%%

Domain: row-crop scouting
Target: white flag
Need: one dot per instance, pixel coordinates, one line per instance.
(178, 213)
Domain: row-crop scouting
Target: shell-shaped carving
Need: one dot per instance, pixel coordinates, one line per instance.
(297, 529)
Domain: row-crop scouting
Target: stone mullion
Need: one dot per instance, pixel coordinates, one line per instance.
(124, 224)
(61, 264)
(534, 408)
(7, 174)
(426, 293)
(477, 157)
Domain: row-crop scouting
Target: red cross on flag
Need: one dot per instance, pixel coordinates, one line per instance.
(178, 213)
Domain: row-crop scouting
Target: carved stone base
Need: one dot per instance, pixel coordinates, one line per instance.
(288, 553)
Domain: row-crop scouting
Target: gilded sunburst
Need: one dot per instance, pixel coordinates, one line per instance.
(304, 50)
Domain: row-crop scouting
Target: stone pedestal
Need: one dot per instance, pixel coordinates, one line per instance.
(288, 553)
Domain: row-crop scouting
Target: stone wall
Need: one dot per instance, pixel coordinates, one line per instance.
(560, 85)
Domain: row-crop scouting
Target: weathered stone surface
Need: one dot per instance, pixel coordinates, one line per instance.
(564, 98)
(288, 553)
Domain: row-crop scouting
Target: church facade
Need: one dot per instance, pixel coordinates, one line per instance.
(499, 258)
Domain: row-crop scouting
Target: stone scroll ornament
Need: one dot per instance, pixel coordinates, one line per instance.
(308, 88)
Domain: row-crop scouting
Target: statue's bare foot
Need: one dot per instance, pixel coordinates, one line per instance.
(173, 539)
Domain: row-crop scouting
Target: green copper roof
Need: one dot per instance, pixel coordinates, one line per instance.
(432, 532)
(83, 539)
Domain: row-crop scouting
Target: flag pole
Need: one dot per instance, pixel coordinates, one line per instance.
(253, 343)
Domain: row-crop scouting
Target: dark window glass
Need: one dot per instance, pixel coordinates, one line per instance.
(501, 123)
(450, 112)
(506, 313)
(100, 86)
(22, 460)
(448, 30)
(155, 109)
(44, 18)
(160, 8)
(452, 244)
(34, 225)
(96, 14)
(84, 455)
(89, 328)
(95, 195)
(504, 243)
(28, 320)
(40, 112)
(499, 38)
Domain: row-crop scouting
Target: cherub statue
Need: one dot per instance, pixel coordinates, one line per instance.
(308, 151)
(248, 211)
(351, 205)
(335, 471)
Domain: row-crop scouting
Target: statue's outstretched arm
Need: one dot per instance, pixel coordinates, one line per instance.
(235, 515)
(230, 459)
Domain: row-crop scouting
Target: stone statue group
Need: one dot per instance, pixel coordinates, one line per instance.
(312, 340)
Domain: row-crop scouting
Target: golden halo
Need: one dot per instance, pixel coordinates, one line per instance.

%%

__What is needed__
Go through the records above and set each one down exactly, please.

__Exercise solution__
Domain: row-crop scouting
Target: white flag
Need: one dot per instance, pixel coordinates, one line per instance.
(178, 213)
Domain: row-crop scouting
Target: shell-shaped carving
Need: one dot per instance, pixel coordinates, one line per instance.
(297, 529)
Domain: row-crop scouting
Target: stone mullion
Need: one dot per instance, pixel coordinates, one line per instance.
(124, 224)
(61, 264)
(534, 408)
(7, 174)
(426, 293)
(477, 157)
Domain: row-crop scouting
Target: red cross on flag
Need: one dot per instance, pixel coordinates, one line per instance.
(178, 213)
Domain: row-crop scouting
Target: carved stone base
Need: one dot per instance, pixel coordinates, one line per instance.
(288, 553)
Domain: row-crop scouting
Target: gilded sunburst
Need: one dot per instance, pixel coordinates, one line per instance.
(304, 50)
Domain: row-crop scouting
Target: stone pedestal
Need: one dot per instance, pixel coordinates, one line per instance.
(288, 553)
Domain: row-crop scouting
Target: stone wall
Need: one dot per instance, pixel coordinates, one line per instance.
(560, 85)
Domain: row-crop scouting
Target: weathered stone surface
Need: one dot per instance, pixel coordinates, one line per instance.
(564, 98)
(288, 553)
Domain: row-crop scouting
Target: church facade
Need: one dot per instance, pixel coordinates, one line per instance.
(499, 258)
Domain: row-crop scouting
Target: stone scroll ornament
Need: one dot per instance, pixel coordinates, one line per instance.
(308, 88)
Domain: row-crop scouting
Target: statue's bare foot
Need: one dot per instance, pixel coordinates, one line per instance.
(173, 539)
Domain: row-crop scouting
Target: green copper roof
Need: one dot per instance, pixel coordinates, one line per instance.
(432, 532)
(83, 539)
Domain: row-crop scouting
Target: flag pole
Need: one dot per instance, pixel coordinates, one line per instance.
(253, 343)
Domain: row-crop scouting
Target: dark window glass
Need: one dot per instance, pixel coordinates, one line per instance.
(501, 123)
(450, 112)
(506, 313)
(100, 86)
(22, 460)
(448, 30)
(155, 109)
(44, 18)
(160, 8)
(452, 244)
(34, 225)
(96, 14)
(84, 455)
(89, 328)
(95, 195)
(504, 243)
(28, 320)
(40, 112)
(499, 38)
Domain: row-crop scouting
Target: cherub statue
Need: one dot per instance, pixel coordinates, one line per instance.
(308, 151)
(248, 211)
(351, 205)
(335, 471)
Domain: row-crop scouting
Target: statue's outstretched arm
Need: one dot per instance, pixel coordinates, one line per instance.
(235, 515)
(230, 459)
Domain: row-crop scouting
Target: stone statue group
Need: one dot per instance, pixel coordinates, one line per instance.
(312, 340)
Domain: row-crop scouting
Target: golden halo
Need: one dot per instance, pixel coordinates, one line per instance.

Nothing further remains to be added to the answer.